[DOCUMENT EXCERPT start]

BRIEF DESCRIPTION OF THE DRAWINGS
[0048] The following detailed description of the embodiments of the
present invention can best be understood when read in conjunction
with the following drawings, in which the same reference numerals
are employed throughout for designating the same or similar
features, and wherein the various features are not necessarily
drawn to scale but rather are drawn as to best illustrate the
pertinent features, wherein:
[0049] FIG. 1 schematically illustrates, in simplified
cross-sectional view, a portion of a conventional magnetic
recording, storage, and retrieval system comprised of a
conventionally structured perpendicular magnetic recording medium
and a single-pole magnetic transducer head;
[0050] FIG. 2 is a graph illustrating the variation of the net area
(thus crystallinity) and 2.theta. position (in degrees) of the
[110] peak of FeCo films as a function of the amount (in at. %) of
Zr added to the FeCo films;
[0051] FIG. 3 is a graph illustrating the variation of surface
roughness (in run) of FeCoZr films as a function of the amount (in
at. %) of Zr added to the FeCo films, as well as the surface
roughness of a FeCo film with about 13 at. % B added thereto;
[0052] FIG. 4 is a graph illustrating the variation of the
experimentally measured and estimated saturation magnetizations Ms
(in Teslas, T) of FeCoZr and CoZr films as a function of the amount
(in at. %) of Zr added thereto;
[0053] FIG. 5 is a graph illustrating the variation of the edge
corrosion (in %) of FeCoX and FeCoBX films (where X.dbd.Zr, Ru, Rh,
Cr, or Pt) as a function of the amount (in at. %) of element X
added thereto;
[0054] FIG. 6 is a graph illustrating the variation of the
polarization resistance (thus corrosion resistance) of FeCoB films
as a function of the amount of B (in at. %) added thereto and the
variation of the polarization resistance of FeCoBX films (where
X.dbd.Cr or Ru) as a function of the amount (in at. %) of Cr or Ru
added thereto; and
[0055] FIG. 7 schematically illustrates, in simplified
cross-sectional view, a perpendicular magnetic recording medium
structured according to the present invention.
DESCRIPTION OF THE INVENTION
[0056] The present invention is based upon recognition by the
inventors that the previously described drawbacks and disadvantages
of CoFe-based alloy materials utilized as SUL's in high
performance, high areal recording density perpendicular magnetic
recording media, can be eliminated, or at least substantially
reduced, by appropriate selection and control of the amount of
alloying element(s) added thereto.

[DOCUMENT EXCERPT end]
[DATA ENTRIES start]

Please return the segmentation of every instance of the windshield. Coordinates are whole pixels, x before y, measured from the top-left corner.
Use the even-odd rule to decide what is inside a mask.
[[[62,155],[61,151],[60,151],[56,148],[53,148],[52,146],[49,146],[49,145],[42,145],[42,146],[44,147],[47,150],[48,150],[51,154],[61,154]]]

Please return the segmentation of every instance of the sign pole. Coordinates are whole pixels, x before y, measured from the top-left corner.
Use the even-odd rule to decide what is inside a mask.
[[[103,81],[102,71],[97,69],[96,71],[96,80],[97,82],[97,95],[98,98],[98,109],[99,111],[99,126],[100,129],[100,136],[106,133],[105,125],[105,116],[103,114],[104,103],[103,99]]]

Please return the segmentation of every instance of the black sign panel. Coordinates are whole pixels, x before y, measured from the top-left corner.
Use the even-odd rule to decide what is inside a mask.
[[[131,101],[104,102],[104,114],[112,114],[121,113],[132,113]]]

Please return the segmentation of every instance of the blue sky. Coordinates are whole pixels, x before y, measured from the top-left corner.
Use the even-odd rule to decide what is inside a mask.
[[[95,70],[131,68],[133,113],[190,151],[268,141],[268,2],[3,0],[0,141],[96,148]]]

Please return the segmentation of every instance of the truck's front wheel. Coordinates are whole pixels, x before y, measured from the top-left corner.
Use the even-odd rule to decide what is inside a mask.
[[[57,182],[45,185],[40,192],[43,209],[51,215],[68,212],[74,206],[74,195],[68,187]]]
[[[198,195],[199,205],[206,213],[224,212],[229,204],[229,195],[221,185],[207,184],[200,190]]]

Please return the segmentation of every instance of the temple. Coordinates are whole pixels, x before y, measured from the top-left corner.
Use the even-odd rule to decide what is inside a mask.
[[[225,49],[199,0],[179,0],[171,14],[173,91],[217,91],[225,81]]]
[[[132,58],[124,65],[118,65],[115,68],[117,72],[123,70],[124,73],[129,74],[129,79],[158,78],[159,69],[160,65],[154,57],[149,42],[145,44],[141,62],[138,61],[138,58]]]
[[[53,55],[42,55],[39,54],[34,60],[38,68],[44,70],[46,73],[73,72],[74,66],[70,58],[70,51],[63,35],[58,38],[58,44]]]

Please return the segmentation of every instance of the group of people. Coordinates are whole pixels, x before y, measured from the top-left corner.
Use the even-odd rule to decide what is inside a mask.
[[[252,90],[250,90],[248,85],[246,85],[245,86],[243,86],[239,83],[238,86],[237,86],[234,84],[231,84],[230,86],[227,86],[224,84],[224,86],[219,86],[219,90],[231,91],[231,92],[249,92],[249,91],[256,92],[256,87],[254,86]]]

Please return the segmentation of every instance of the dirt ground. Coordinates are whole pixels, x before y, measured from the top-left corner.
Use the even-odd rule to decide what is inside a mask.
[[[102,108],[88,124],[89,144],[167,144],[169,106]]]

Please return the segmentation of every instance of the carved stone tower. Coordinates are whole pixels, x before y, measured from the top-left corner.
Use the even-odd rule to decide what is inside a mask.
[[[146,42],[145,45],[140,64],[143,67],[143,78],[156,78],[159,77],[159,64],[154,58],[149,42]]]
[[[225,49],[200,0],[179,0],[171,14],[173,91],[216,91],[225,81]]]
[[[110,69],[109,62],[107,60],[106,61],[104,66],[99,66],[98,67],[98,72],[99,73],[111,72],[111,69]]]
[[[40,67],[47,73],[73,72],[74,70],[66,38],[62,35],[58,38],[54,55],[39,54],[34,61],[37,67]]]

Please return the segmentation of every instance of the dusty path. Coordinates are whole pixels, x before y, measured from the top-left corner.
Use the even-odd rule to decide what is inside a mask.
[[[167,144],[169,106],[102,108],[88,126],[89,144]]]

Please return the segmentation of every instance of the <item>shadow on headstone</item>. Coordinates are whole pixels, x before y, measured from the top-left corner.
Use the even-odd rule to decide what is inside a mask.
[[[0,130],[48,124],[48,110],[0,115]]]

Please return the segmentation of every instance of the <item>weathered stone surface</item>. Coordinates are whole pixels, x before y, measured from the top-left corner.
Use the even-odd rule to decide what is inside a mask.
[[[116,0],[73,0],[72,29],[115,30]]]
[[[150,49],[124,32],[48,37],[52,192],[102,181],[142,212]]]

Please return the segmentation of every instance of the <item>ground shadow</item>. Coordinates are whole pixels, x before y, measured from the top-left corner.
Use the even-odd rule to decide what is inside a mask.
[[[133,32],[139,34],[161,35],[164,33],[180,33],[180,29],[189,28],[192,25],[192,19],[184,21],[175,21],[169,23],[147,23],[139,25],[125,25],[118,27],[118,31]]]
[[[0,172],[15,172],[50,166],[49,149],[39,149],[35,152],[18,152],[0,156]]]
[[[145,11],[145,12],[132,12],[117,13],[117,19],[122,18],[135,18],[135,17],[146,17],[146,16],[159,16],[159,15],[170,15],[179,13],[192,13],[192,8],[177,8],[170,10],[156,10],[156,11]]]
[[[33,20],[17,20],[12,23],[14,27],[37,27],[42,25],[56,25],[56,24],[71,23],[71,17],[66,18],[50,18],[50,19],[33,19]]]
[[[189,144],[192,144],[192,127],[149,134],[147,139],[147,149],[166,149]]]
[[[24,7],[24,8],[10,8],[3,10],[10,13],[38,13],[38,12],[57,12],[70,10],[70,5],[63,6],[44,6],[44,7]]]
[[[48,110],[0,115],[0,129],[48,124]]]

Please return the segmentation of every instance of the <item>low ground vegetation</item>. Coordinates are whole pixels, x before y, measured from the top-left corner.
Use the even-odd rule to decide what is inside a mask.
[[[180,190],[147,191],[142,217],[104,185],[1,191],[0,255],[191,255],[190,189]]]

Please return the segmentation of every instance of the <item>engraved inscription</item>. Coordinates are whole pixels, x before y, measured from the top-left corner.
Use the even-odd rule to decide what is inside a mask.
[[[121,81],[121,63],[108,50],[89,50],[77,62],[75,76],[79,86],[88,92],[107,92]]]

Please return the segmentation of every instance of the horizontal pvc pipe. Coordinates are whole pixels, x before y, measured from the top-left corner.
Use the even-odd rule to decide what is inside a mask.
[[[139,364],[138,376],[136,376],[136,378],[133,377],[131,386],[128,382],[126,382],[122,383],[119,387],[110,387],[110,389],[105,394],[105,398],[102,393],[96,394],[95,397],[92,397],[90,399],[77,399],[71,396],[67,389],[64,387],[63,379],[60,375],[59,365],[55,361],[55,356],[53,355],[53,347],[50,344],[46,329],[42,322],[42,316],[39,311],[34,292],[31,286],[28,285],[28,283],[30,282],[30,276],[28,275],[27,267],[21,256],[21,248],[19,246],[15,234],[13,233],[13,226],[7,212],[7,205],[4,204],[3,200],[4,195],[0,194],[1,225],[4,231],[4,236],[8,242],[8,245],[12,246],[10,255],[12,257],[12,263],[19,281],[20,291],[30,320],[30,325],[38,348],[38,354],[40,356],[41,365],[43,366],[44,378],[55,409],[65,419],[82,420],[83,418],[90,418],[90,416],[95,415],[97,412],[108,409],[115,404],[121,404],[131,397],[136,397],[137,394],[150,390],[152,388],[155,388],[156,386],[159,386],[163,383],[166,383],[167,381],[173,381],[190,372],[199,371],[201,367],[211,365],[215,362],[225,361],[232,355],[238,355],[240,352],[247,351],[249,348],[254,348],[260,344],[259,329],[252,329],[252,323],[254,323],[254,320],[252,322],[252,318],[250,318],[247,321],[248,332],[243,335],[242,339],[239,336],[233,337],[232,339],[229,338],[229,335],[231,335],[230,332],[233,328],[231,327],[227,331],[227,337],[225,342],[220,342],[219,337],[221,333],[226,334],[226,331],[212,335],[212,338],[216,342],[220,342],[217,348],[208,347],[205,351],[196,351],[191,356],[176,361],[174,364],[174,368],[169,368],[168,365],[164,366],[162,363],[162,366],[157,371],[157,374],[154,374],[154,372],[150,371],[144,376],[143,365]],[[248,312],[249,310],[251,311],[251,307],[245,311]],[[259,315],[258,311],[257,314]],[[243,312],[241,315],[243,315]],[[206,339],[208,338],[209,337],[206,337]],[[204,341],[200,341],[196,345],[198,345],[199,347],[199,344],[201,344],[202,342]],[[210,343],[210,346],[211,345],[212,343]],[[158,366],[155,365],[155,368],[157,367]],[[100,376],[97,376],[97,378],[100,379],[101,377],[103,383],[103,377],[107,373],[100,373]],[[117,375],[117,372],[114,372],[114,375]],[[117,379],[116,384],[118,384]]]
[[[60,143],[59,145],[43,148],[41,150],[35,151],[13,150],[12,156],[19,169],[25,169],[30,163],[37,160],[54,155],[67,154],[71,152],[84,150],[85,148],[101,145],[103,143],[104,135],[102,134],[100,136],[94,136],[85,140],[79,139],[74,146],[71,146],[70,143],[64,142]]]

[DATA ENTRIES end]

From the patent text on magnetic recording media, reproduce the passage starting with "DESCRIPTION OF THE INVENTION" and going on through "element(s) added thereto.".

DESCRIPTION OF THE INVENTION
[0056] The present invention is based upon recognition by the
inventors that the previously described drawbacks and disadvantages
of CoFe-based alloy materials utilized as SUL's in high
performance, high areal recording density perpendicular magnetic
recording media, can be eliminated, or at least substantially
reduced, by appropriate selection and control of the amount of
alloying element(s) added thereto.